(Text segment begins)

Three years ago, Folly Beach voters narrowly approved a cap on short-term rentals: 800 licenses, full stop. It was one of the most closely watched local elections in recent Lowcountry memory. Now the city is taking a magnifying glass to its own rules, and the old wounds are very much open.
City Hall on Center Street was packed on May 27 as residents, off-island homeowners, businesses and rental operators lined up to weigh in. The occasion: Folly is hiring a yet-to-be-named consulting firm to study the cap and recommend changes, and leaders wanted an earful first.
“We’re just trying to build that list that will be used for the proposed study,” Mayor Chris Bizzell told the Post and Courier. “We’re doing our best to do that, so that we can go into the study with an unbiased and an objective view of everything that’s being presented.”
The hour-long meeting split predictably. Some residents defended the strict regulations. Others described the cap’s toll on their finances and the island’s tight-knit fabric. One recurring lament: the well-worn Folly path of buying a home, renting it to cover costs, then retiring there full-time has quietly disappeared, because new owners face functionally zero available permits.

(Text segment ends)
(Provided records begins)

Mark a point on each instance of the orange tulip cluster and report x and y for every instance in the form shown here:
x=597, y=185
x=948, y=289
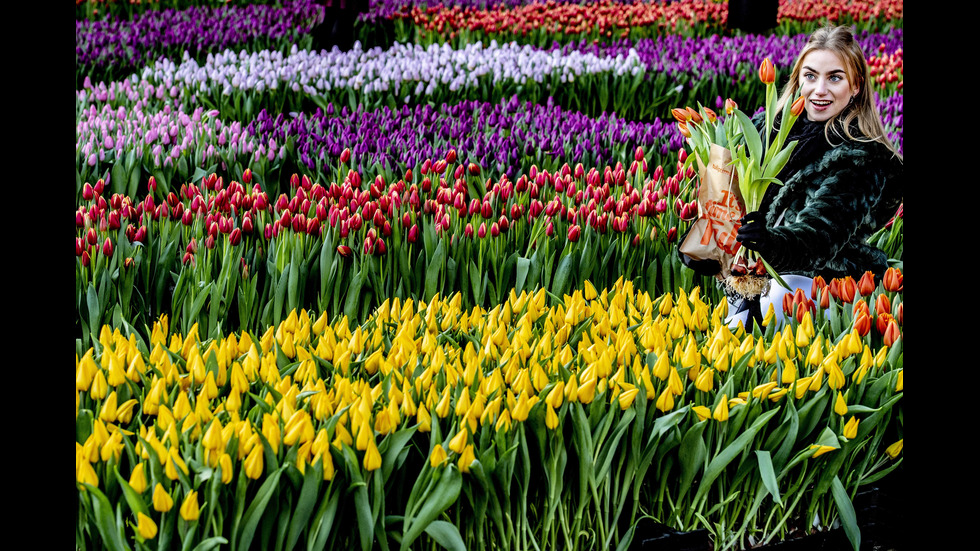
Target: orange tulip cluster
x=887, y=320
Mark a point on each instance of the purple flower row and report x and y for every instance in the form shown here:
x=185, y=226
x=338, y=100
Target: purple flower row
x=419, y=69
x=130, y=43
x=505, y=137
x=715, y=55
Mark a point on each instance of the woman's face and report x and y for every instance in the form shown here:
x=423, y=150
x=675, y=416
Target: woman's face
x=825, y=85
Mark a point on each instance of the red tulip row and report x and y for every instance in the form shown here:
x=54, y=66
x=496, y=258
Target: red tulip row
x=606, y=18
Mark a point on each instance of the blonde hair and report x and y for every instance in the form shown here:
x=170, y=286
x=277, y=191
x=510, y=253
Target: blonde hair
x=862, y=110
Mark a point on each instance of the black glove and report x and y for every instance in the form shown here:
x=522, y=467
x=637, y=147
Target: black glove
x=754, y=233
x=707, y=267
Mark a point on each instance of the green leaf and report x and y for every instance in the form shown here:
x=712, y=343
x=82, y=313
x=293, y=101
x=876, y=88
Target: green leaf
x=446, y=535
x=323, y=522
x=691, y=454
x=752, y=139
x=562, y=274
x=718, y=464
x=105, y=521
x=846, y=511
x=523, y=265
x=433, y=271
x=441, y=498
x=254, y=512
x=768, y=474
x=135, y=501
x=211, y=543
x=303, y=508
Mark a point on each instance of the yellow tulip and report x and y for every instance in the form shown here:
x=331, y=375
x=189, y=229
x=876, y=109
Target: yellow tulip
x=820, y=450
x=145, y=526
x=372, y=457
x=458, y=442
x=551, y=418
x=213, y=436
x=706, y=380
x=254, y=463
x=895, y=449
x=189, y=510
x=137, y=479
x=162, y=501
x=438, y=456
x=328, y=468
x=665, y=402
x=626, y=398
x=86, y=474
x=720, y=413
x=556, y=395
x=227, y=471
x=466, y=459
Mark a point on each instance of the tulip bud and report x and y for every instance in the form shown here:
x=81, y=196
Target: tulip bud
x=767, y=72
x=797, y=108
x=730, y=106
x=866, y=285
x=145, y=526
x=680, y=114
x=893, y=281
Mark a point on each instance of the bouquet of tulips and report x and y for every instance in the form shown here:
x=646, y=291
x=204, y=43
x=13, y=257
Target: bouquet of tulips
x=757, y=158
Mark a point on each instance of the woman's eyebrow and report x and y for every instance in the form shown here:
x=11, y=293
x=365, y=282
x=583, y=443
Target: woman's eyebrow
x=812, y=70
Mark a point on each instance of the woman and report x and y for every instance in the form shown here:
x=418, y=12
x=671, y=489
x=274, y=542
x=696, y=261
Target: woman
x=842, y=183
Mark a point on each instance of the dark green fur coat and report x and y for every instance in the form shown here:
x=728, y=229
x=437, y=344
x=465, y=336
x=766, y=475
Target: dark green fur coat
x=822, y=215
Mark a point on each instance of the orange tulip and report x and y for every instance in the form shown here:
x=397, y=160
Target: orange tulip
x=797, y=108
x=883, y=305
x=846, y=289
x=862, y=323
x=892, y=333
x=730, y=106
x=693, y=116
x=818, y=284
x=893, y=280
x=881, y=323
x=866, y=285
x=767, y=72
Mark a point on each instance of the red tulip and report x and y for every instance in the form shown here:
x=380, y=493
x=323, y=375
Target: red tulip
x=846, y=289
x=862, y=323
x=797, y=108
x=881, y=323
x=892, y=333
x=883, y=305
x=730, y=106
x=866, y=285
x=680, y=114
x=767, y=72
x=818, y=284
x=893, y=280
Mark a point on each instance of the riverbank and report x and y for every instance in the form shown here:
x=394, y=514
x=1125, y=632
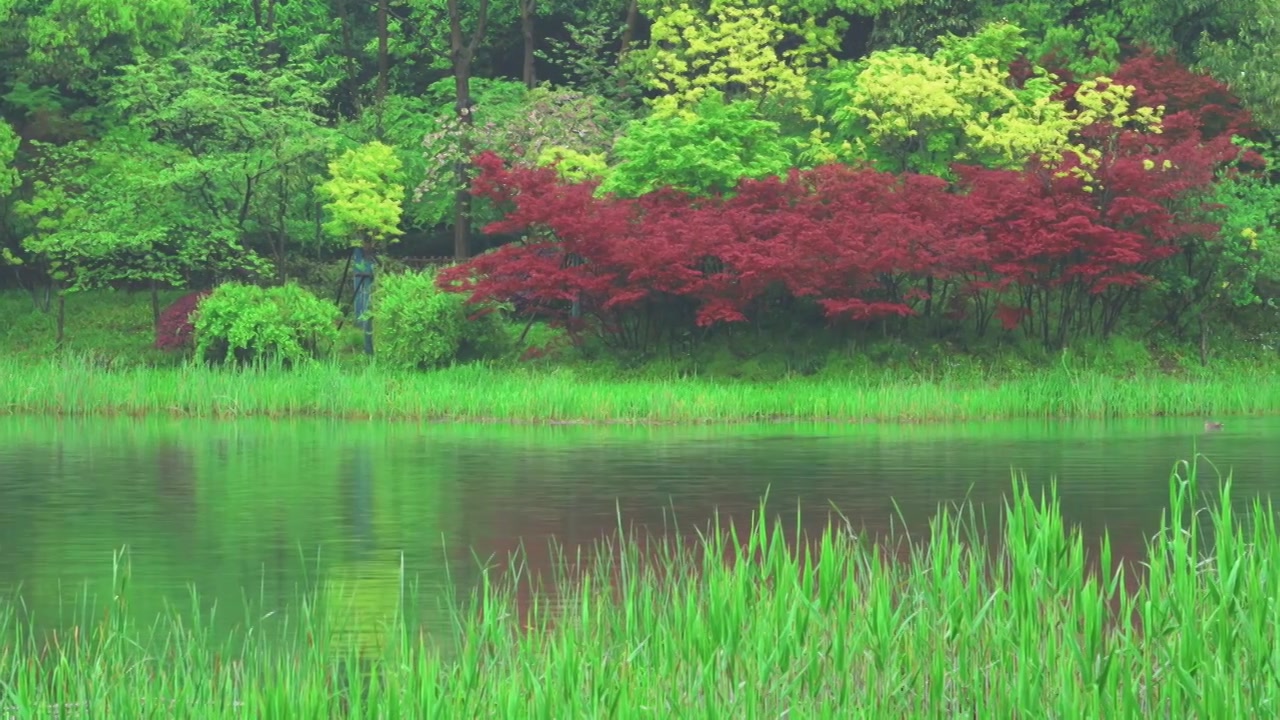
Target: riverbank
x=671, y=629
x=76, y=387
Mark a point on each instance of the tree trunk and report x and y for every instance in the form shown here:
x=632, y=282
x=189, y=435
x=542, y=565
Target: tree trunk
x=462, y=53
x=526, y=27
x=62, y=319
x=382, y=68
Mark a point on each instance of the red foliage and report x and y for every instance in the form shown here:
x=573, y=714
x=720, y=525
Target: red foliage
x=860, y=244
x=1160, y=80
x=174, y=329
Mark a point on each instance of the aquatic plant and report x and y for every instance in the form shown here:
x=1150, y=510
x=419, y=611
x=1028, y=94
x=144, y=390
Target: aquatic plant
x=483, y=393
x=1041, y=623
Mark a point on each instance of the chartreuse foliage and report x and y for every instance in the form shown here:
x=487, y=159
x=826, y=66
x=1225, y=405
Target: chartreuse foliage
x=364, y=195
x=1019, y=616
x=247, y=323
x=703, y=150
x=8, y=177
x=909, y=112
x=1248, y=245
x=115, y=210
x=8, y=151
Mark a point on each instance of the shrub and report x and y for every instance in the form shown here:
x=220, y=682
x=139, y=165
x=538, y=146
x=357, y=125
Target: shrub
x=174, y=331
x=247, y=323
x=419, y=326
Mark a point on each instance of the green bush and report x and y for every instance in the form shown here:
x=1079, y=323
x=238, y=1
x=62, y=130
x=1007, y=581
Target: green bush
x=417, y=326
x=247, y=323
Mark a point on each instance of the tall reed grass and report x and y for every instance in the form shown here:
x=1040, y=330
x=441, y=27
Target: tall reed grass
x=1041, y=623
x=480, y=393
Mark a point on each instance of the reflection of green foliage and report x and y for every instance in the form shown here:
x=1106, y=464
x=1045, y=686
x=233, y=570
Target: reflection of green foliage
x=248, y=323
x=364, y=192
x=517, y=123
x=708, y=149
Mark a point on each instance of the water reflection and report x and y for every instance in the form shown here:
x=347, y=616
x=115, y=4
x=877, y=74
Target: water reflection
x=263, y=510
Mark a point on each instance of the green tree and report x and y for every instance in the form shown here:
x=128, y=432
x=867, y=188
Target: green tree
x=704, y=150
x=364, y=196
x=114, y=210
x=8, y=153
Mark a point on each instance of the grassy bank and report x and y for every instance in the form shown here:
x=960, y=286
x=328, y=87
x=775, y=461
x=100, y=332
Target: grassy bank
x=108, y=368
x=480, y=393
x=1023, y=629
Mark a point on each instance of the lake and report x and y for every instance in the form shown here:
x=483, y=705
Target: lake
x=248, y=513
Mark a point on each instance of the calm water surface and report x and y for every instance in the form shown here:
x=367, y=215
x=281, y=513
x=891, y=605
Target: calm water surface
x=263, y=509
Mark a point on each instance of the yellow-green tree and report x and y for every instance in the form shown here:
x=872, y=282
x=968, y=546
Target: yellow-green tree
x=365, y=195
x=905, y=110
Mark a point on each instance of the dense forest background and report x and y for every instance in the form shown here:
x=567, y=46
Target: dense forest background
x=654, y=174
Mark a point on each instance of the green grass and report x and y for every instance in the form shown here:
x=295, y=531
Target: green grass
x=108, y=368
x=481, y=393
x=945, y=625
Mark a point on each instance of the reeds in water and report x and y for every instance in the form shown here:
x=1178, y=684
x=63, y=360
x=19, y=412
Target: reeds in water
x=1041, y=623
x=483, y=393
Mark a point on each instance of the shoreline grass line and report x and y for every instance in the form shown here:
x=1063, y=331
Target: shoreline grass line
x=1041, y=623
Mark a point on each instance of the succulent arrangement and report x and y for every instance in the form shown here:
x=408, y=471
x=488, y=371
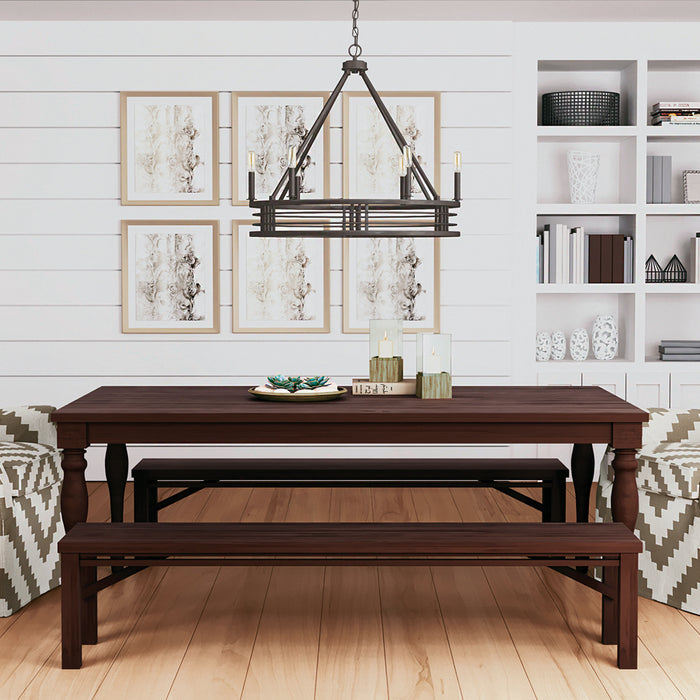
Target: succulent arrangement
x=293, y=384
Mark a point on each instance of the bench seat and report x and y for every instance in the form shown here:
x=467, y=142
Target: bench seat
x=137, y=545
x=505, y=475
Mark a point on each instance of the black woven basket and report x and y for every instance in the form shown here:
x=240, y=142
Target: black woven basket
x=581, y=108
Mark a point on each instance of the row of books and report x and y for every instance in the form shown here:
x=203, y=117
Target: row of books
x=679, y=350
x=663, y=113
x=567, y=255
x=659, y=179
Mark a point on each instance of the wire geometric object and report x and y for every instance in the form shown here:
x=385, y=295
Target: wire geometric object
x=286, y=214
x=652, y=271
x=674, y=271
x=583, y=176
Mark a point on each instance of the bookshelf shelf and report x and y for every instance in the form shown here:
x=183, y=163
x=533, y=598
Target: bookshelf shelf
x=646, y=313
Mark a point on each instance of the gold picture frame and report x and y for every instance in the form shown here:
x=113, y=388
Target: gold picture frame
x=151, y=250
x=181, y=173
x=357, y=181
x=367, y=295
x=314, y=249
x=311, y=102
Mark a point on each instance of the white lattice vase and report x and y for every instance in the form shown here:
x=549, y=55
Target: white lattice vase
x=583, y=176
x=579, y=344
x=558, y=345
x=605, y=338
x=543, y=348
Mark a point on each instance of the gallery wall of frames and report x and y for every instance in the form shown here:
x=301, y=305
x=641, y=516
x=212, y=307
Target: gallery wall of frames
x=123, y=161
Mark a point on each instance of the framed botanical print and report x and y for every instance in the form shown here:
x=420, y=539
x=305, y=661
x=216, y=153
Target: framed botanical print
x=370, y=153
x=170, y=276
x=268, y=124
x=391, y=278
x=280, y=285
x=170, y=148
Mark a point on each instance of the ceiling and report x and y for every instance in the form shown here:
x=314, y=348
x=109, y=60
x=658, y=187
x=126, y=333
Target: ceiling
x=515, y=10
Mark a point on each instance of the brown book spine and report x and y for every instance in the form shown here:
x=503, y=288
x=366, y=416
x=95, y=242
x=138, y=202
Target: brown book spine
x=618, y=271
x=594, y=260
x=606, y=258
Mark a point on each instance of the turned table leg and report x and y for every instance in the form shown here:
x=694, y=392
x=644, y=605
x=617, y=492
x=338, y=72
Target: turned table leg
x=582, y=467
x=625, y=499
x=74, y=496
x=116, y=470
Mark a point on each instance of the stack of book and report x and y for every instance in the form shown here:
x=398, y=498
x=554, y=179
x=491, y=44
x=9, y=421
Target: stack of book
x=680, y=350
x=664, y=113
x=567, y=255
x=659, y=179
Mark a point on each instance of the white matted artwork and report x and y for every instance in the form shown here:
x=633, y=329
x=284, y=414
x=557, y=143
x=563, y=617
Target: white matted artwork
x=280, y=285
x=268, y=124
x=370, y=153
x=170, y=148
x=391, y=278
x=170, y=276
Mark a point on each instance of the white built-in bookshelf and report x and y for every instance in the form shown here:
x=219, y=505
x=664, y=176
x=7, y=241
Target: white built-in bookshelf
x=646, y=313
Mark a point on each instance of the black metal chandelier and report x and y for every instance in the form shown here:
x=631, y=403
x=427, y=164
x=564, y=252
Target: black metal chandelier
x=286, y=214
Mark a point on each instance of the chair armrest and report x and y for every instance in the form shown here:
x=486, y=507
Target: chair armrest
x=28, y=424
x=671, y=425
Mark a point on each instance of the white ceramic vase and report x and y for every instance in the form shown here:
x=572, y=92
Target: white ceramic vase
x=605, y=338
x=543, y=347
x=558, y=345
x=579, y=344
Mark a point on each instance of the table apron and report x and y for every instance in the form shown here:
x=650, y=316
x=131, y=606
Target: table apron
x=356, y=432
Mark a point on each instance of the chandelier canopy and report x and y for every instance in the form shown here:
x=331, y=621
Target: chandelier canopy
x=285, y=213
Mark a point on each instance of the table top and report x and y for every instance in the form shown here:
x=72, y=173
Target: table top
x=233, y=404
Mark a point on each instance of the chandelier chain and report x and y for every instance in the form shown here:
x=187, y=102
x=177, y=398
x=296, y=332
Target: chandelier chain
x=355, y=50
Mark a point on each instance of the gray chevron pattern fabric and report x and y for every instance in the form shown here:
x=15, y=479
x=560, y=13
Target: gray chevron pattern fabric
x=668, y=524
x=30, y=516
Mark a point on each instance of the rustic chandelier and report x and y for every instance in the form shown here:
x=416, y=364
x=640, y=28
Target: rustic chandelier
x=285, y=213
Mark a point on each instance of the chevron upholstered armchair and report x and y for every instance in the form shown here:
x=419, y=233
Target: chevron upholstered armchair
x=30, y=516
x=668, y=482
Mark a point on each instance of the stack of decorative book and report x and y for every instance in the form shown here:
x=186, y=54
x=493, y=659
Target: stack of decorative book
x=680, y=350
x=666, y=113
x=567, y=255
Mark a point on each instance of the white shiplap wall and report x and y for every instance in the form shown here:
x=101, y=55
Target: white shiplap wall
x=60, y=330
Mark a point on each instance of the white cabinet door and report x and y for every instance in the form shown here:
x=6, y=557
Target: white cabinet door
x=614, y=382
x=649, y=389
x=685, y=390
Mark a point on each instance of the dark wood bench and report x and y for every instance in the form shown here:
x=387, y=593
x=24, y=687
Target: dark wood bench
x=136, y=545
x=505, y=475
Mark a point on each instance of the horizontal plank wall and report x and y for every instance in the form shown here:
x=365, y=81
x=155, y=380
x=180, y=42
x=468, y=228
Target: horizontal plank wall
x=60, y=330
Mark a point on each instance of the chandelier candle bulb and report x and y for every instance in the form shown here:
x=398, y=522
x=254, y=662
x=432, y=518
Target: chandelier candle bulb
x=251, y=176
x=385, y=351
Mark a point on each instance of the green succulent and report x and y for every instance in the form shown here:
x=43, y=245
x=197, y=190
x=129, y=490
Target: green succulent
x=292, y=384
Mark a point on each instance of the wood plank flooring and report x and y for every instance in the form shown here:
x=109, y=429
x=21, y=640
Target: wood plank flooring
x=366, y=633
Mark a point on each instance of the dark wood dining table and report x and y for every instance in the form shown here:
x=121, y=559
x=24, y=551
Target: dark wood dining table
x=159, y=415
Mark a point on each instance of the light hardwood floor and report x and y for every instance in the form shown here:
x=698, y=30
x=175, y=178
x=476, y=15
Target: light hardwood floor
x=368, y=633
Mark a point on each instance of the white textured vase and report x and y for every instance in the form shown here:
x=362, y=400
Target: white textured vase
x=579, y=344
x=583, y=176
x=605, y=338
x=543, y=347
x=558, y=345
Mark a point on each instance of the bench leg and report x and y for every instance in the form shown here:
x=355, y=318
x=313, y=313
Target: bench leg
x=627, y=617
x=88, y=611
x=610, y=606
x=71, y=650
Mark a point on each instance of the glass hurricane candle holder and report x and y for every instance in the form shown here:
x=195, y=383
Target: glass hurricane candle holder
x=434, y=366
x=386, y=350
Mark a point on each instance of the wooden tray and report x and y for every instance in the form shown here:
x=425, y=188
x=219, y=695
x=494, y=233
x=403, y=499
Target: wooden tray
x=321, y=396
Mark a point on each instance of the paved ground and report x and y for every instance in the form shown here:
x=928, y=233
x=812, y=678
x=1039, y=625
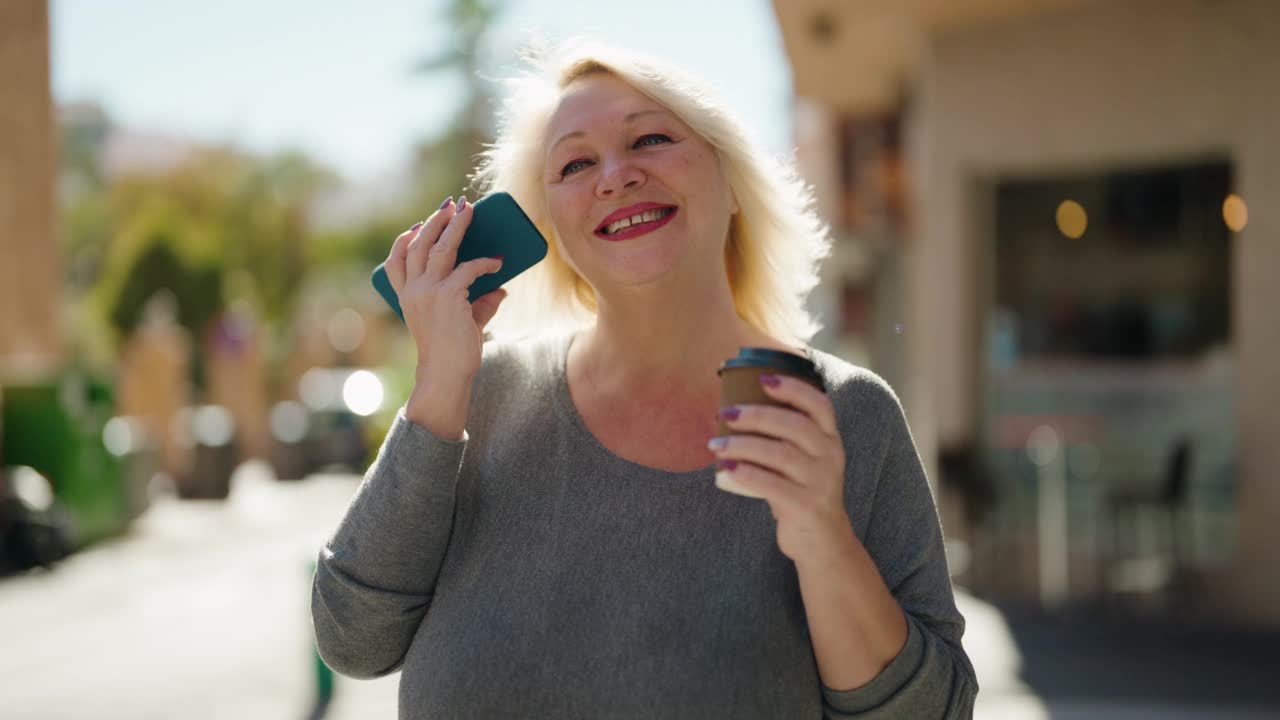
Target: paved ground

(Provided records ends)

■ Work item ■
In the article on Folly Beach's short-term rental cap, why has the familiar path of buying a home, renting it out to cover costs, and then retiring there full-time disappeared?

■ Exercise result ■
That path has disappeared because new owners face functionally zero available rental permits under the cap of 800 licenses.